◆ **EXERCISE**:
Rewrite the rows below, putting "trail-survey record" wherever "lane-count record" appears and keeping everything else the same.

_ _ _ _ _ _ _

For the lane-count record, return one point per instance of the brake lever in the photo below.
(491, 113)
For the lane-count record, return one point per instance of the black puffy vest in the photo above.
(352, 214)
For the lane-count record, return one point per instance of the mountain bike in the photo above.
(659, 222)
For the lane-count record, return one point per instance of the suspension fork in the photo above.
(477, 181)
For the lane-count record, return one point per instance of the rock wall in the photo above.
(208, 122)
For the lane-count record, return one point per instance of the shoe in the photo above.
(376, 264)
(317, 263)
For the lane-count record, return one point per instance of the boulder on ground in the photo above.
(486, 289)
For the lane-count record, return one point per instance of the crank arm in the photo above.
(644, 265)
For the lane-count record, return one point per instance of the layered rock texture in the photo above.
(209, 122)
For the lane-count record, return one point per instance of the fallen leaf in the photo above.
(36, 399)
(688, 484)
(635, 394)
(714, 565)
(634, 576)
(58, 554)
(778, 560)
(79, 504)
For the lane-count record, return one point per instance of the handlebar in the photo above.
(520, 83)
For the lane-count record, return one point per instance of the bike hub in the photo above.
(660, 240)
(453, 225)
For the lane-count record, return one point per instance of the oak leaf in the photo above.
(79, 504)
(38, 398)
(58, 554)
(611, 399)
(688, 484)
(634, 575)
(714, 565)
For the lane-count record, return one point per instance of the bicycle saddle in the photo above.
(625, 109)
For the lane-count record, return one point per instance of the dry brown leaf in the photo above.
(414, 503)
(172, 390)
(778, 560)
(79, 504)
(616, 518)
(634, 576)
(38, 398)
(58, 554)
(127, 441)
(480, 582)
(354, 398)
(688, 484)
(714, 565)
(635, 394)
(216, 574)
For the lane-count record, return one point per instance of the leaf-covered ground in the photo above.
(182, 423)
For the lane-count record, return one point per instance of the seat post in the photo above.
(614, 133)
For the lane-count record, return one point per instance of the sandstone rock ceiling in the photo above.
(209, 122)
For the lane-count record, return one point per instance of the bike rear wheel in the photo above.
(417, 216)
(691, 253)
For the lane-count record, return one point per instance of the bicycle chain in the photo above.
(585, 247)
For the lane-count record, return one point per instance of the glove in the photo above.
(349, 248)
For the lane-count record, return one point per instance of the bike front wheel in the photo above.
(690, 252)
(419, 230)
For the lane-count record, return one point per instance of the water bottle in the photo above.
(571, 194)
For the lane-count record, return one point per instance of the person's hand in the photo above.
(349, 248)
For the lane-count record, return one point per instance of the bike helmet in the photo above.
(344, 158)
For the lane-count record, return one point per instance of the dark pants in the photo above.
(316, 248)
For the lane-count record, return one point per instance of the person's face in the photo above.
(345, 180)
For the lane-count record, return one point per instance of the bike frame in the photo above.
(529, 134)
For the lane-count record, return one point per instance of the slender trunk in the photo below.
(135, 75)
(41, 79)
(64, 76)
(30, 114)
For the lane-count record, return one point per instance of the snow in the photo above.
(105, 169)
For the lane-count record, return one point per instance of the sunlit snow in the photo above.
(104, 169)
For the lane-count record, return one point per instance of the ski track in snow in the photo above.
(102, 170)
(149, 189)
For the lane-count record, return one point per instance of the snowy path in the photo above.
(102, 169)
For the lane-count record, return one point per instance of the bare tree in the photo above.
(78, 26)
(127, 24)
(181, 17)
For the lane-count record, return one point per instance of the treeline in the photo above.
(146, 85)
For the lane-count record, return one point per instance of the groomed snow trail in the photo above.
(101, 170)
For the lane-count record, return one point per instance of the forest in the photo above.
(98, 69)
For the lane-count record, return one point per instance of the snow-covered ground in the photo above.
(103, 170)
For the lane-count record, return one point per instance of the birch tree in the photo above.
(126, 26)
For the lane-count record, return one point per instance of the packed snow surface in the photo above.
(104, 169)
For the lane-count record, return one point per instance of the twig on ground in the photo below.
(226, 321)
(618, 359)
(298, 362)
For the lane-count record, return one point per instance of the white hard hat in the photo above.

_ _ _ _ _ _ _

◆ **REPLY TO THE TASK**:
For the trail-survey record, return one point per instance of the brake lever in the photo below.
(491, 113)
For the trail-survey record, return one point per instance of the black puffy vest in the photo above.
(352, 214)
For the trail-survey record, return one point per instance of the mountain bike in the photo above.
(659, 222)
For the trail-survey record, return one point per instance of the suspension fork in the photo above.
(477, 181)
For the trail-survey record, return one point per instance of the rock wall in the photo above.
(208, 122)
For the trail-survey record, return one point per instance of the shoe in the photo above.
(376, 264)
(317, 263)
For the trail-survey record, return one point per instance of the boulder on ground in the photo above.
(486, 289)
For the trail-survey record, return one point per instance of the crank arm in the photo above.
(644, 265)
For the trail-survey record, return one point per instance of the layered rock texture in the photo above.
(209, 122)
For the trail-survey record, return one point per instance of the fallen leaf in the photo above.
(36, 399)
(688, 484)
(635, 394)
(714, 565)
(634, 576)
(58, 554)
(778, 560)
(79, 504)
For the trail-survey record, return one point per instance of the handlebar in the photo above.
(520, 83)
For the trail-survey record, return one point per instance of the bike hub in the photo above.
(660, 240)
(453, 225)
For the trail-survey record, return one point per instance of the oak leaf in the photo above.
(79, 504)
(38, 398)
(58, 554)
(611, 399)
(688, 484)
(634, 575)
(714, 565)
For the trail-survey record, return one point per instance of the bicycle saddle in the photo above.
(625, 109)
For the trail-survey record, return one point per instance of the dry brown leaf in the photo above.
(414, 503)
(172, 390)
(778, 560)
(79, 504)
(616, 518)
(634, 576)
(38, 398)
(58, 554)
(127, 441)
(480, 582)
(354, 398)
(688, 484)
(714, 565)
(635, 394)
(216, 574)
For the trail-survey record, return one point per instance of the leaf-covered ground in the photo above.
(182, 423)
For the trail-survey record, return one point per instance of the seat post in the photo above.
(614, 133)
For the trail-survey record, return one point per instance of the sandstone rock ceiling in the photo above.
(209, 122)
For the trail-survey record, return one point per instance of the bike rear wheel in the photo above.
(417, 216)
(691, 253)
For the trail-survey record, return one point per instance of the bicycle chain in the photo above.
(585, 247)
For the trail-survey record, return one point per instance of the glove in the photo above.
(349, 248)
For the trail-survey record, return one point per instance of the bike front wheel in the photo above.
(690, 252)
(419, 230)
For the trail-survey record, return one point per instance of the water bottle in the photo above.
(571, 194)
For the trail-survey record, return one point per instance of the person's hand in the photo above.
(349, 248)
For the trail-survey record, return one point per instance of the bike helmet in the photo above.
(344, 158)
For the trail-survey record, return one point per instance of the dark pants in the photo above.
(316, 248)
For the trail-survey record, return one point per instance of the person's face in the photo above.
(345, 180)
For the trail-survey record, return one point per instance of the bike frame in the photo above.
(529, 134)
For the trail-survey record, return one point per instance of the slender trunk in the photo below.
(135, 75)
(41, 79)
(64, 76)
(30, 114)
For the trail-survey record, return one point per instance of the snow in the photo above.
(105, 169)
For the trail-survey record, return one point per instance of the sunlit snow in the photo above.
(104, 169)
For the trail-survey record, return one point per instance of the ski track in snow in the photo above.
(102, 170)
(149, 189)
For the trail-survey record, return one point per instance of the snowy path in the photo above.
(102, 169)
For the trail-survey record, return one point per instance of the bare tree in the photo above.
(78, 26)
(127, 24)
(181, 17)
For the trail-survey record, return one point per instance of the treeline in the photo above.
(146, 85)
For the trail-survey record, return one point per instance of the groomed snow trail in the photo above.
(101, 170)
For the trail-survey record, return one point per instance of the forest in the photo above.
(98, 69)
For the trail-survey record, return one point per instance of the snow-covered ground in the photo above.
(103, 170)
For the trail-survey record, return one point per instance of the birch tree in the photo above.
(126, 26)
For the trail-survey record, return one point per instance of the packed snow surface in the photo above.
(104, 169)
For the trail-survey record, return one point per instance of the twig on ground in the photo below.
(226, 321)
(618, 359)
(298, 362)
For the trail-survey record, return one point per instance of the white hard hat in the photo above.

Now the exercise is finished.